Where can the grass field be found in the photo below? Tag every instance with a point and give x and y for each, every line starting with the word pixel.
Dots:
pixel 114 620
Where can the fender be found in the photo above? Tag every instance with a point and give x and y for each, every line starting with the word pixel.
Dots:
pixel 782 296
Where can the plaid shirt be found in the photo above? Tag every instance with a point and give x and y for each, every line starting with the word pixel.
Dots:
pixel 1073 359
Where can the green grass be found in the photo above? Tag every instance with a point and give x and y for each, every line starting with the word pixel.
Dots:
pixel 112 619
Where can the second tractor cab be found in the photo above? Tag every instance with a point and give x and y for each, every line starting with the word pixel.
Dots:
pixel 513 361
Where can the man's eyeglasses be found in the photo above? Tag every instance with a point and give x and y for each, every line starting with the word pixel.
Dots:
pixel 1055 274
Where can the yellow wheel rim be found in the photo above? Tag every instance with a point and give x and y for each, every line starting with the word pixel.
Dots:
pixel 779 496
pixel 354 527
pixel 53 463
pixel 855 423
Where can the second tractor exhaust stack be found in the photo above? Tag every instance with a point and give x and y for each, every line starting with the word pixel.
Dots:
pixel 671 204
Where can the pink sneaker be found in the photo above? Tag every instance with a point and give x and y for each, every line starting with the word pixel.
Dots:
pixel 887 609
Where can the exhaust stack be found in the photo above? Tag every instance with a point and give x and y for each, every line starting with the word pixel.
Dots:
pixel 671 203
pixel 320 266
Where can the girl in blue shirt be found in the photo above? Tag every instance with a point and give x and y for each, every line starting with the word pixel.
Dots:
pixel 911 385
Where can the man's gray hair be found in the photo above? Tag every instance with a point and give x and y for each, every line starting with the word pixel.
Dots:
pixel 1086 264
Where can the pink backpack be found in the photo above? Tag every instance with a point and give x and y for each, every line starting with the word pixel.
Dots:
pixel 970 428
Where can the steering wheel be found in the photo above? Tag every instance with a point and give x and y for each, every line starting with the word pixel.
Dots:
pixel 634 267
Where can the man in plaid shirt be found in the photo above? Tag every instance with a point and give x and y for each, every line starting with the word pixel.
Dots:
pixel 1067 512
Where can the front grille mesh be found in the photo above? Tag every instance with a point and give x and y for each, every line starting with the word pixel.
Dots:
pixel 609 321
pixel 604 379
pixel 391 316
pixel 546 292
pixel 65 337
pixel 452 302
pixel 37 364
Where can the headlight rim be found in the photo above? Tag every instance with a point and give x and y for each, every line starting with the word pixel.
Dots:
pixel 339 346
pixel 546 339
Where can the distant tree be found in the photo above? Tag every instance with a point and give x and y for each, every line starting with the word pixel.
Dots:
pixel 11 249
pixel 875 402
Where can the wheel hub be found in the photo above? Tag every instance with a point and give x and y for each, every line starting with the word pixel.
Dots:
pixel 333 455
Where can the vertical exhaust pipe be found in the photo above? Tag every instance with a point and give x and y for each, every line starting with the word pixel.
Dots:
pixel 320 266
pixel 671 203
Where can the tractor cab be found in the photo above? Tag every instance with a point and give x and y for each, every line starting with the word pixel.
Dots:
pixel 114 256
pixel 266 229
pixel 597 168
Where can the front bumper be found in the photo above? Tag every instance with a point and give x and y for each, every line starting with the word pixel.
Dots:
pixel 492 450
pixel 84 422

• [Job]: Rewrite the lines of the items starting with the line with "Where can the fender" and going on through the line with "pixel 112 619", changing "plaid shirt" to "striped shirt" and leaving everything else the same. Return only those lines.

• [Worked answer]:
Where can the fender be found in the photo above? Tag every instance with a point and give x and y for each, every line starting with the word pixel.
Dots:
pixel 782 296
Where can the striped shirt be found in the photo above? Tag every instance with a point and give x and y for each, every line starting with the word pixel.
Dots:
pixel 1073 359
Where can the green grass be found in the photo above? Tag every instance with a point and give x and y for each, every line starting with the word pixel.
Dots:
pixel 112 619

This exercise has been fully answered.